Directions: Each line below should be written out exactly, with none skipped.

Data entries:

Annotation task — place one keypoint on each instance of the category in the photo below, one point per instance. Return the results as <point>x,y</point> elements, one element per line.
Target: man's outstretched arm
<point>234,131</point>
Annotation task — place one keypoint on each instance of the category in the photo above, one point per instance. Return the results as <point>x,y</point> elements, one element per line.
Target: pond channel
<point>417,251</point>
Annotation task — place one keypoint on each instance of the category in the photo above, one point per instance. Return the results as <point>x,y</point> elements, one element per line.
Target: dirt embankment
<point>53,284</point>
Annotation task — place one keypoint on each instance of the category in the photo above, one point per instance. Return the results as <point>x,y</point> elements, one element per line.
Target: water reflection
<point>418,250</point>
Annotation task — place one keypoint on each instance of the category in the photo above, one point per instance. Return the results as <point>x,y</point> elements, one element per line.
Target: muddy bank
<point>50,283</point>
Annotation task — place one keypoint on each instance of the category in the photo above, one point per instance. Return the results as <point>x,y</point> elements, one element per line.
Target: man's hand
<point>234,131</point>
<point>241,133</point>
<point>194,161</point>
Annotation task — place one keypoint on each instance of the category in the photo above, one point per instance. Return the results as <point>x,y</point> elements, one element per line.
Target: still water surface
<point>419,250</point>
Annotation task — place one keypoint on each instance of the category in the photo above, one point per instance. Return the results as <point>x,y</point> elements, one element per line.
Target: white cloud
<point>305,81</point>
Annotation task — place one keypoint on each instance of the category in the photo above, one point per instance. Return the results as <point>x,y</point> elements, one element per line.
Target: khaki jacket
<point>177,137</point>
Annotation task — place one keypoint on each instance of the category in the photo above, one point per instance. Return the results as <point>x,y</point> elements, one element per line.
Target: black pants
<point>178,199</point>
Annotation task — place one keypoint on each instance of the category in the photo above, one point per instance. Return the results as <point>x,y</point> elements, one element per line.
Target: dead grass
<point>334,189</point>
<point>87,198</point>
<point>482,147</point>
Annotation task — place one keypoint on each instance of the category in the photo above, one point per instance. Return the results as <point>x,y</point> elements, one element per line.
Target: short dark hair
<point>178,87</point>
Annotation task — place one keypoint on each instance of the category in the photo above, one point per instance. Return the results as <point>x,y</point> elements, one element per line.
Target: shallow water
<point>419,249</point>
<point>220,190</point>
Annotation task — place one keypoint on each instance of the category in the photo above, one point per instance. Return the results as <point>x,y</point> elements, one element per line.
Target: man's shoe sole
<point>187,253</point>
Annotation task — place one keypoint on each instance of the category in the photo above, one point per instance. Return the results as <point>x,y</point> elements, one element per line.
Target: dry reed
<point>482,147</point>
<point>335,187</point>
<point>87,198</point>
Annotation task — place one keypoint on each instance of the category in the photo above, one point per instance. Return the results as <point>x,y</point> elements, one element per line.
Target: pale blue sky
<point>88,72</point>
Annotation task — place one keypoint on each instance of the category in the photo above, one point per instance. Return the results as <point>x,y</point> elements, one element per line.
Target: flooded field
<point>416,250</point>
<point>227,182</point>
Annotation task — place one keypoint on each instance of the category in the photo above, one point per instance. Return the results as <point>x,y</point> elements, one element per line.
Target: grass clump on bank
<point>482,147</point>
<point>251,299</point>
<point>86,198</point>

Answer to the exercise:
Annotation task — place one keypoint on each instance of the category in the photo below, one point per instance. Return the results as <point>x,y</point> elements, one element per line.
Target: man's outstretched arm
<point>234,131</point>
Annotation task — place one keypoint on each instance of the category in the photo above, one point per instance. Return the results as <point>x,y</point> elements, one element per line.
Target: pond channel
<point>417,251</point>
Annotation task — place one keypoint on each instance of the category in the photo above, one point per instance. Return the results as <point>x,y</point> elements, one element per line.
Target: dirt embankment
<point>53,284</point>
Annotation task — place one keypoint on each instance of the category in the photo above, one point per instance. Return the results as <point>x,y</point> elements, one element per line.
Target: water reflection
<point>418,250</point>
Annotation task — place one keypoint on each instance of the category in the photo above, one point per instance. Return the results as <point>x,y</point> elements, one element per line.
Target: muddy bank
<point>50,283</point>
Annotation task — place one keypoint on each instance of the category in the photo above, one point per instance. Return the results as <point>x,y</point> elements, one element per line.
Target: man's hand
<point>234,131</point>
<point>241,133</point>
<point>194,161</point>
Annotation task — place one keypoint on each instance of the category in the photo above, one point per instance. Return the results as <point>x,y</point> elements, one element per line.
Target: still water surface
<point>419,250</point>
Annotation task — place one keypoint on each instance of the category in the photo above, one point per instance. Return the results as <point>x,y</point> elements, one element per line.
Target: white cloud
<point>305,81</point>
Annotation task — place one keypoint on each instance of the category in the photo above, one point per instance. Return the results as <point>x,y</point> elements, one element per line.
Target: khaki jacket
<point>177,137</point>
Annotation task — place one keypoint on each instance of the category in the photo above, one point per instance. Return the results as <point>x,y</point> elements, one element per line.
Target: black pants
<point>178,199</point>
Annotation task — place one keypoint on each instance of the category in the photo above, one point per instance. Return the results as <point>x,y</point> elements, one element per line.
Target: dead grass
<point>334,189</point>
<point>87,198</point>
<point>482,147</point>
Annotation task — place one keypoint on each instance of the category in the photo above, one point per instance. Return the results as <point>x,y</point> elements, one element per line.
Target: short dark hair
<point>178,87</point>
Annotation task — place one keypoint on each instance of the category in the photo above, one point per instance. Return the results as <point>x,y</point> elements, one element per line.
Target: shallow water
<point>419,249</point>
<point>220,190</point>
Annotation task — place one keypoint on each instance of the category in the photo above, one point per instance. Return the results as <point>x,y</point> elements, one element per line.
Target: man's shoe sole
<point>187,253</point>
Annotation task — place one keypoint on each instance of the category in the photo above, one point per instance. Return the results as <point>x,y</point> elements, one element per line.
Target: dry reed
<point>482,147</point>
<point>335,187</point>
<point>87,198</point>
Annotation task — place one keypoint on each instance of the category in the photo above, one point per instance. Return the results as <point>x,y</point> elements, one element per line.
Target: pale blue sky
<point>88,72</point>
Annotation task — place one keypoint on each instance of the category in the photo above, one point per instance. Return the results as <point>x,y</point> elements, one element per line.
Target: flooded field
<point>416,250</point>
<point>227,182</point>
Annotation task — place one keypoint on each instance of the category in the photo above, one point per instance. Return the results as <point>x,y</point> elements, one element per line.
Target: grass clump on bank
<point>482,147</point>
<point>251,299</point>
<point>86,198</point>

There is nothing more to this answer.